▼▼▼

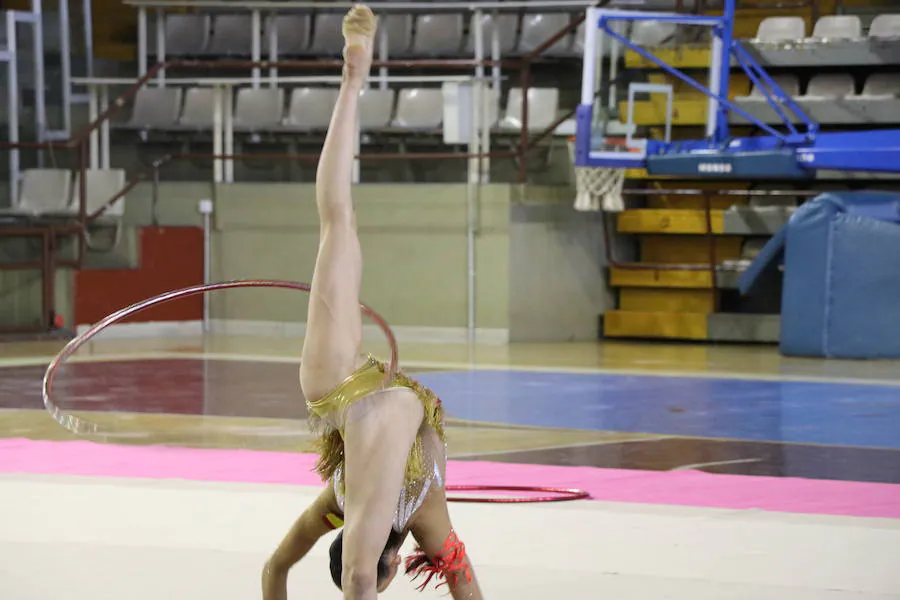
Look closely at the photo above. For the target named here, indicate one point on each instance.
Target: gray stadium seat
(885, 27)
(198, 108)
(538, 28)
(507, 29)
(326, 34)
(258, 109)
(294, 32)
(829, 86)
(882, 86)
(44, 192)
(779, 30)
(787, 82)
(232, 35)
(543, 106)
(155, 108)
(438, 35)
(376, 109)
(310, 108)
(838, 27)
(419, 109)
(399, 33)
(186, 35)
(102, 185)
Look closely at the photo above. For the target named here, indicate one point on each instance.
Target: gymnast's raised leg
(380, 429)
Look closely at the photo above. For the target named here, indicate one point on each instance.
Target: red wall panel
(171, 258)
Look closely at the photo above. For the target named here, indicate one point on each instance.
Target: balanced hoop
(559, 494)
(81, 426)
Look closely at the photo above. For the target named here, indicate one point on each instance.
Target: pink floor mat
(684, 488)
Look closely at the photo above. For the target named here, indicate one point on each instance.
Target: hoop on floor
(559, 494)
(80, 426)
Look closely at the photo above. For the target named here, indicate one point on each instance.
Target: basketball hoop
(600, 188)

▲▲▲

Your goal = Return all the records exactly, excluding images.

Solution =
Look closely at the photo above. For the target named here, indicate one point on each instance.
Target: gray stadium seat
(885, 27)
(198, 108)
(538, 28)
(507, 29)
(326, 34)
(258, 109)
(294, 32)
(829, 86)
(882, 86)
(44, 192)
(779, 30)
(787, 82)
(232, 35)
(543, 106)
(155, 108)
(438, 35)
(376, 109)
(310, 108)
(838, 27)
(419, 109)
(399, 33)
(186, 35)
(102, 185)
Look closely at the photo above. For the target named here, indicate one point on each instance.
Target: gymnast's raised leg
(380, 429)
Look closely at the photo above. For the target named here, indicate one point on each instance.
Target: red wall panel
(171, 258)
Look closely at the photo above. For the target named here, indicate one point on each instance.
Target: balanced hoop
(559, 494)
(81, 426)
Look closely at the photo above. For the target named here, indicate one point on each instance.
Target: pink floor mat
(684, 488)
Look closely at the photo above. For the target named here, indicate one point on each instance.
Target: hoop on floor
(559, 494)
(80, 426)
Look closely at the photo above. For the target named here, indicate one point on each instance.
Target: basketball hoop
(600, 188)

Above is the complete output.